### TASK OBJECTIVE:
Copy out the data exactly, leaving the pictures behind.

##### DATA SHOWN #####

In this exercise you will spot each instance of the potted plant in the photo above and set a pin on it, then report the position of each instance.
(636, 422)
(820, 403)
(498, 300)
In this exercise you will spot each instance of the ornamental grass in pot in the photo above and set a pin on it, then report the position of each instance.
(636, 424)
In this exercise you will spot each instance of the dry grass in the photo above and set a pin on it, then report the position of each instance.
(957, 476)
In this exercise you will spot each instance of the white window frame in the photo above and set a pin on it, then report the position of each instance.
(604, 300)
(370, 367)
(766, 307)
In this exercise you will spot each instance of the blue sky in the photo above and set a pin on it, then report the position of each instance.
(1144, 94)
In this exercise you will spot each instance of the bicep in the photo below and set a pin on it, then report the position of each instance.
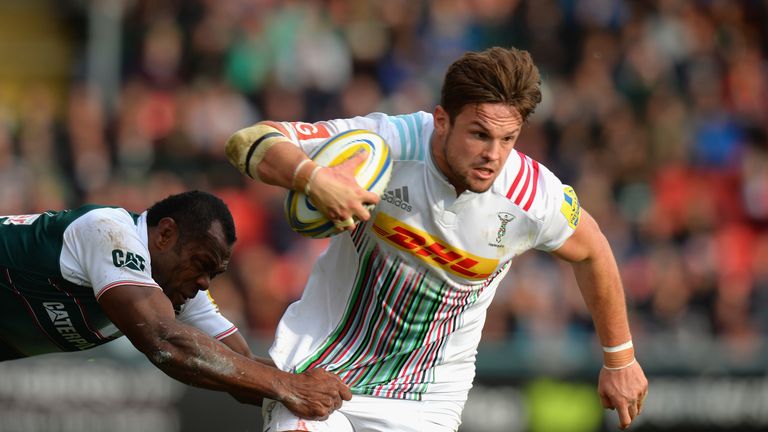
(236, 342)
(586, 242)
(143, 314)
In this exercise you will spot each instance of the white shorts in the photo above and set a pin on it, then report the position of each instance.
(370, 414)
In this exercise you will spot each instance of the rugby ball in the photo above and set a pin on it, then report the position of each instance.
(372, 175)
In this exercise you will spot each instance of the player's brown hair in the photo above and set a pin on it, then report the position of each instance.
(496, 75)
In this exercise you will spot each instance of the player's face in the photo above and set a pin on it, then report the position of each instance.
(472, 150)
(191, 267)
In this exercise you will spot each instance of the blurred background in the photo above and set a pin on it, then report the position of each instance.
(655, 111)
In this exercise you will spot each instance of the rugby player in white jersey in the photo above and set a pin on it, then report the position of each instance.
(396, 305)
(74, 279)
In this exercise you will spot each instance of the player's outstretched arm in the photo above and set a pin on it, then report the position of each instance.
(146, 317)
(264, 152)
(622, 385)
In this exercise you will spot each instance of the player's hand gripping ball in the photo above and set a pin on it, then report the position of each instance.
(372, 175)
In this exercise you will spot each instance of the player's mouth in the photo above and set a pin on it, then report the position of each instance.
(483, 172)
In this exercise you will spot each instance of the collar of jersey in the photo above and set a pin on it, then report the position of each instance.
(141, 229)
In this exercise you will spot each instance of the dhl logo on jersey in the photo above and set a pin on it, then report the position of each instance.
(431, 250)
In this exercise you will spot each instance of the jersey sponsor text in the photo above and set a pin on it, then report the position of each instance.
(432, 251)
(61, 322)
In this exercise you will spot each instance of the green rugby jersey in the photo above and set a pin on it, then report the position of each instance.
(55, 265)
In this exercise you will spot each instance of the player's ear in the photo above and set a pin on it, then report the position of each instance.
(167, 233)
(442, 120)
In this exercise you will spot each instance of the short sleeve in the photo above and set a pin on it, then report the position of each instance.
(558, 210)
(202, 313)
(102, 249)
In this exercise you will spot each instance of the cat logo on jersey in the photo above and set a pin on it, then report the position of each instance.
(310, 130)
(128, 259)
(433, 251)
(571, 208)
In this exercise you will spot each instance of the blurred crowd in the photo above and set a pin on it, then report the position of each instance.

#####

### IN RESPONSE:
In this exercise you will spot each instance of the potted plant in the photo above and set a pin on it, then report the position of each instance.
(636, 422)
(820, 403)
(498, 300)
In this exercise you will spot each instance of the ornamental grass in pot in the photo above and set a pin on it, then report the position of each instance.
(636, 424)
In this exercise you will spot each instance of the dry grass in the photo above and set a pin on it, then report the position of each instance.
(957, 476)
In this exercise you will spot each instance of the white window frame in the photo above and set a pin on it, then report the position of each instance.
(604, 300)
(370, 367)
(766, 307)
In this exercise you will spot each instance of the blue sky in the photo above and set a pin on it, then report the position of each instance.
(1144, 94)
In this exercise you will spot each instance of the bicep in the photo below and set a pin on it, then report the position of each instance.
(236, 342)
(586, 242)
(143, 314)
In this exercise you will spot each instance of the white shorts in the photo above and set a pin on it, then report the position of each instance.
(370, 414)
In this exercise you will spot each instance of the rugby ball in the photo above and set a pin on it, then report the position of each instance.
(372, 175)
In this exercise you will spot each instance of the player's brown hair in the photo above and set a pin on it, then report the position of each instance.
(496, 75)
In this exercise you will spot each instance of the player's face in the photo above and set a pin on it, then report the position of each instance.
(472, 150)
(191, 267)
In this exercise you will spot each instance of the blurred background in the photo above and set a pin on it, then report the position of each instance.
(655, 111)
In this exercise you will spot each instance of the rugby player in white jersey in the photo above and set a pin on it, then report the position of each instance.
(396, 305)
(74, 279)
In this exercise you will spot each instance of the player's outstretched arm in the photo above and set a pin on it, then report the position of each instance.
(146, 317)
(264, 152)
(622, 385)
In this exercise you will spot each instance of the player's hand gripping ball in the photo above and set a pin on it, then report the position of each instance.
(372, 175)
In this exercise you will spot each instance of the player's mouth in the photo above and set a pin on it, then report the position of each instance.
(483, 172)
In this exercise you will spot each instance of the collar of jersey in the photo above and set a pin on it, then report the position of each instance.
(141, 229)
In this exercise you will spot each instance of the dhl logo on jersey in the photo above and set a pin on it, then report the position of each instance.
(431, 250)
In this exercise you will spot each instance of the jersey sponsor text in the photo above and set a pin on it, then report the position of each instance.
(432, 251)
(61, 322)
In this exercise you will spot each instance of the green rugby jersey in the photo above and set a pin on it, then report the position of each instance.
(55, 265)
In this exercise you will spot each instance of the player's ear in the photo above and set a pin on it, then report the position of each instance.
(167, 233)
(442, 120)
In this exercise you will spot each instance of the short sleeve in the photo above and set a pin on it, then report the position of each instance.
(558, 210)
(202, 313)
(102, 249)
In this exercise you will spot each instance of the cat logo on jersey in the photo above and set a pin on it, then report the position of each instance.
(310, 130)
(128, 259)
(433, 251)
(571, 208)
In this exercise you will spot each instance of the blurred crowd in the photo above and set a pin on it, then report the position of each instance.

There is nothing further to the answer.